- [PROBLEM DETAILS]:
All of the data should be repeated exactly; pictures are not part of the copy.

- [GIVEN RECORDS]:
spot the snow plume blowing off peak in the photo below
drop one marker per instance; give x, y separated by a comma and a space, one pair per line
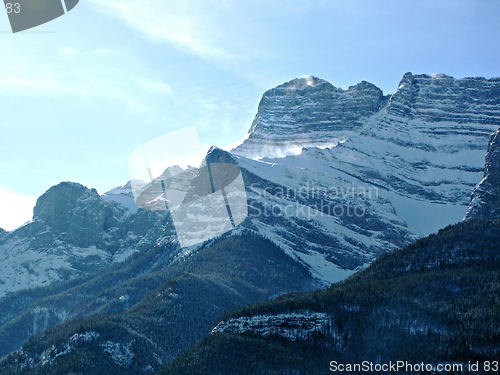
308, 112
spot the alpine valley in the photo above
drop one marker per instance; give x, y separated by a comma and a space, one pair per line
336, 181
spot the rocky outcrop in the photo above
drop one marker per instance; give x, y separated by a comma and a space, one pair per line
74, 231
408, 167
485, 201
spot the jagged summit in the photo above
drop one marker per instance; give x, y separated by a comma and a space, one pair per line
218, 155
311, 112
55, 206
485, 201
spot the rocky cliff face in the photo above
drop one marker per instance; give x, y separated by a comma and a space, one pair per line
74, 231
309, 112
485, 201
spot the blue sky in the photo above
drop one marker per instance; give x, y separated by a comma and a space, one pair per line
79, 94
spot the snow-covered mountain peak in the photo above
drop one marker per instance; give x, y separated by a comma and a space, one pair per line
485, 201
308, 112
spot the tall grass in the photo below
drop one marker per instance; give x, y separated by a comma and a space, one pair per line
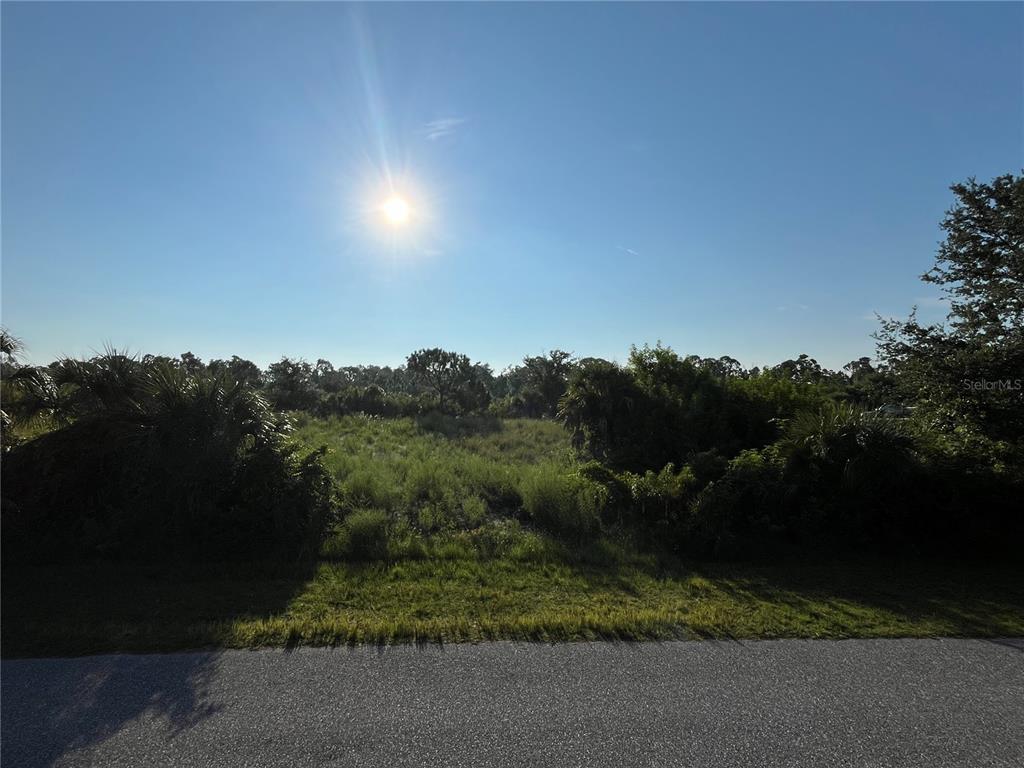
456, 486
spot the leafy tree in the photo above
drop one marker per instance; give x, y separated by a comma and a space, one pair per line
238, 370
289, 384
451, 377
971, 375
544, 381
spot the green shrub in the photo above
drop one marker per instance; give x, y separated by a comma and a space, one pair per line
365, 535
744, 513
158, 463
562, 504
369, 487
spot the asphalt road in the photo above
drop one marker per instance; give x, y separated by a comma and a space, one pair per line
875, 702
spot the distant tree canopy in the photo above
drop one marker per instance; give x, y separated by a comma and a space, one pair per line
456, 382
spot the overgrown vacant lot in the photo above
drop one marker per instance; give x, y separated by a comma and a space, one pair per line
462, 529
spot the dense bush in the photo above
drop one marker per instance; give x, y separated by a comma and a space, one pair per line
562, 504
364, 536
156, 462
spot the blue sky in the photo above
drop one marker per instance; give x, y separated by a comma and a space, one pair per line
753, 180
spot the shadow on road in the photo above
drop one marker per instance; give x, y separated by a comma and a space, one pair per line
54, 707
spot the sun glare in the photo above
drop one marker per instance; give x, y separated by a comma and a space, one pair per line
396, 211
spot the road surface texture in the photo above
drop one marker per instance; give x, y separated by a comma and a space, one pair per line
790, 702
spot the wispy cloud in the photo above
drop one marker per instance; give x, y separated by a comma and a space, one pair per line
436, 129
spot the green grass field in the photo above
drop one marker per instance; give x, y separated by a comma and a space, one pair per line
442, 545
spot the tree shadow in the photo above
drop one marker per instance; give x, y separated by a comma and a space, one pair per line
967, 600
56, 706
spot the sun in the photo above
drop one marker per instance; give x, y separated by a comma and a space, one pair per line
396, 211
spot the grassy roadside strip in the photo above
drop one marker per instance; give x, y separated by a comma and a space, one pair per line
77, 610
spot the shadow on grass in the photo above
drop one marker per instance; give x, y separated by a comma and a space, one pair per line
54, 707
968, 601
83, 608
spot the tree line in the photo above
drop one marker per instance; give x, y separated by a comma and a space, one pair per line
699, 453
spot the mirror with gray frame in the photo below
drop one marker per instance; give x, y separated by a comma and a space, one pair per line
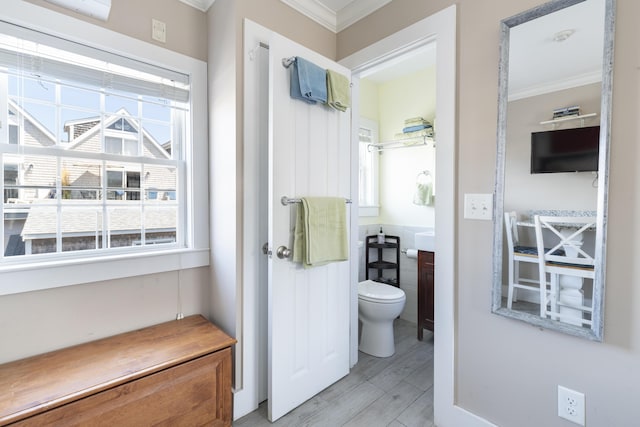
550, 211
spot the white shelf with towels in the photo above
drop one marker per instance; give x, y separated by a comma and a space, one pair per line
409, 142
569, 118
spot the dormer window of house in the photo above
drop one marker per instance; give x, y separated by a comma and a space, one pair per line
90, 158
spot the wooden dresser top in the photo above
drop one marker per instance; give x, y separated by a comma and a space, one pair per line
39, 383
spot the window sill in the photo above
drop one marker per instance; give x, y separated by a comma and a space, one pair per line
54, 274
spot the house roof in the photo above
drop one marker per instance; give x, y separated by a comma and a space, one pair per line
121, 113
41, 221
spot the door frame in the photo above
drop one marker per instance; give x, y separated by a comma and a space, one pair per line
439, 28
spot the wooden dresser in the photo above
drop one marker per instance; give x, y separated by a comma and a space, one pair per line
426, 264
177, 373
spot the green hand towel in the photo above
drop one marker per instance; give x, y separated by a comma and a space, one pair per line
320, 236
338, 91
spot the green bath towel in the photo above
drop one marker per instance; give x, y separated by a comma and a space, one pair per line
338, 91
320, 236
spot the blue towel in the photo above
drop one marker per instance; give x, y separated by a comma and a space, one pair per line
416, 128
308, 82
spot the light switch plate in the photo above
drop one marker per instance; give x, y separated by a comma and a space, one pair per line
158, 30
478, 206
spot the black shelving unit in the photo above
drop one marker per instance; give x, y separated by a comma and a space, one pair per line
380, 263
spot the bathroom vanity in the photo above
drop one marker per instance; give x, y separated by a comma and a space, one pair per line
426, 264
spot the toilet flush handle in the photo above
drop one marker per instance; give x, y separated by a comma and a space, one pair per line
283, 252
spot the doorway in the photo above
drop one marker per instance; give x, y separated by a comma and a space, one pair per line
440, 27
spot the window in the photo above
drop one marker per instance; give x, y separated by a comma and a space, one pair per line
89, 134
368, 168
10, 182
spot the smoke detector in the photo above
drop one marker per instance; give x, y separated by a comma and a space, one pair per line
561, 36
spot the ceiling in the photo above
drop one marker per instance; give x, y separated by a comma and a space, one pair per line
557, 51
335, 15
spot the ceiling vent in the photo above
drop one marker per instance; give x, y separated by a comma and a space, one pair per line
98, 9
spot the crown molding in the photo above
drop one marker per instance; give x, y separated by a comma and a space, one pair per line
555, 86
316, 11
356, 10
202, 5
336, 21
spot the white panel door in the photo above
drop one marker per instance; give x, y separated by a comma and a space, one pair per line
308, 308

- [SOLUTION TO THIS PROBLEM]:
spot the snow plume blowing off peak in the photo below
drop one marker per instance; give x, y separated by a comma and a space, one pair per line
308, 112
spot the alpine valley in the photo above
drop one marker per instance; give x, y separated by a comma and a space, one pair per line
336, 181
spot the rocky outcrop in the photo above
drop one marker per instance; give x, y separated by a comma and a space, one pair per line
74, 231
408, 167
485, 201
spot the jagged summit in the photo above
drop one marker per instance; give x, y separated by a comma and a space, one pair per line
218, 155
311, 112
55, 206
485, 201
spot the rocky cliff face in the photo above
drop one marker per instance; give x, y separated by a comma and a space, one pair per line
74, 231
309, 112
485, 201
spot the blue sky in the photo above
drop one marker per instance; give x, y separated by a comma and a space, one pair per line
79, 94
spot the snow-covered mountain peak in the photo above
drop one marker per instance; give x, y separated by a comma and a space, one pair per line
485, 201
308, 112
spot the tall grass in the photo below
drop one marker per instance; give x, y separated by a comma and a space, one pair per line
456, 486
spot the leafy tree in the photo above
drop one marker per instance; give x, y separated by a comma and a space, one pair per line
238, 370
289, 384
451, 377
971, 375
544, 381
spot the green shrub in the photo above
drop one marker per instance; give x, y separated by a comma and a space, one pair per line
365, 535
744, 513
158, 463
562, 504
369, 487
spot the asphalt road in the photo above
drop one marker per instance; give x, y separated by a comma and a space, one pair per line
875, 702
spot the distant tree canopy in the photo above
drop one marker per instance; give x, y separated by a comma and a space, one pair per line
456, 382
spot the overgrown vacant lot in the photo above
drop one marker per instance; give x, y separated by a comma and a space, one pair per line
462, 529
spot the dense bush in the photo above
drop one marker per instance; give x, y separated by a comma and a space, one pair per line
562, 504
364, 536
156, 462
spot the blue sky in the photo above
drop one marker per instance; give x, y separated by a comma and a space, one pair per line
753, 180
spot the shadow on road in the photo above
drop one marker per instance; give x, y separated by a comma and a space, one pair per line
54, 707
spot the sun glare in the photo above
drop one marker per instance; give x, y separated by a comma and a space, one pair per line
396, 211
spot the road surface texture in the photo above
drop one marker per instance; give x, y separated by a comma and a space, one pair per line
790, 702
spot the wispy cloud in the photo above
drop one marker per instance; give x, y separated by a comma and a space, one pair per line
436, 129
spot the green grass field in the photo above
drop one marker per instance; give x, y separated by a comma and a space, one pair per line
442, 545
spot the tree shadow in the photo above
drop one marker per instance; give x, y separated by a comma and a space, one pair per line
967, 600
56, 706
spot the sun in the photo above
drop one marker per instance; give x, y separated by a comma and a space, one pair per line
396, 211
spot the grassy roadside strip in the photo above
drop one marker per instance; give x, y separated by a comma and a space, one pair per line
77, 610
spot the shadow on grass in the photo above
drop one marker per instance; give x, y separated by a comma and a space, one pair per line
54, 707
968, 601
83, 608
spot the tree line in the photo above
drop one marker per instance; give x, y separated by a comma and a space, one pair per line
699, 453
spot the mirror with gray frame in the photo below
drop one marker per instance; give x, y separated by a comma and a space, one pair per line
550, 211
spot the white shelf with towels in the photo above
drop one marker per instance; give x, y separated by a comma and a space, one pair per line
409, 142
569, 118
spot the dormer window of house in the photo above
drop one marker per instance; give x, y separated by a comma and a space, one pair per line
90, 158
spot the wooden dresser top in the photo above
drop one marker per instance; give x, y separated by a comma and a space, one pair per line
39, 383
spot the window sill in the photo above
drop one marker per instance; give x, y separated by a comma and a space, one pair per line
54, 274
spot the house roof in the photo above
drop one marker per instance; give x, y separated by a comma and a space, one pair per line
121, 113
41, 221
spot the door frame in the photo above
drop one marker per instance; give x, y separated by a comma and a space, one pair per line
439, 28
spot the wooden dresser in the photo above
drop one marker per instance; give x, y separated by a comma and a space, one pair per line
426, 264
177, 373
spot the green hand towel in the photo above
drop one marker per instance; give x, y separated by a comma and a space, one pair per line
320, 236
338, 91
spot the green bath towel in the photo above
drop one marker per instance; give x, y separated by a comma and a space, one pair per line
338, 91
320, 236
spot the blue towel in the photo above
drop one marker per instance; give x, y separated by a comma and a space, one pair per line
416, 128
308, 82
spot the light switch plate in the photo above
drop one marker per instance; give x, y separated by a comma and a space, one pair per line
158, 30
478, 206
spot the black shelving unit in the photo above
drop one marker per instance; give x, y separated by a comma and a space, one pair per line
380, 263
spot the bathroom vanity in the photo above
drop one marker per instance; give x, y separated by a comma and a space, one pair per line
426, 264
spot the toilet flush handle in the photo above
drop one marker per instance; give x, y separated by a comma and a space, one pair per line
283, 252
spot the doorway in the photo above
drop one marker per instance; give x, y separated by a comma and a space, one pair per line
440, 27
spot the window in the photo above
drop one marker per instance; give x, y separated by a comma and a space, one pair per line
89, 134
368, 168
10, 182
spot the smoke detector in the photo above
drop one marker per instance; give x, y separated by a comma and a space, one pair per line
561, 36
spot the ceiling in the photo above
drop one marker per instance; give x, y separated by a comma and a space, one pair per line
557, 51
335, 15
spot the ceiling vent in the photo above
drop one marker per instance; give x, y separated by a comma and a space, one pair per line
98, 9
spot the crown molding in the photo above
drop one marker per instance; give x, y separated by a comma and a space, one pair per line
555, 86
316, 11
356, 10
202, 5
336, 21
spot the white panel door in the photo above
drop one marker per instance; give x, y separated by a comma and a space, one pair per line
308, 308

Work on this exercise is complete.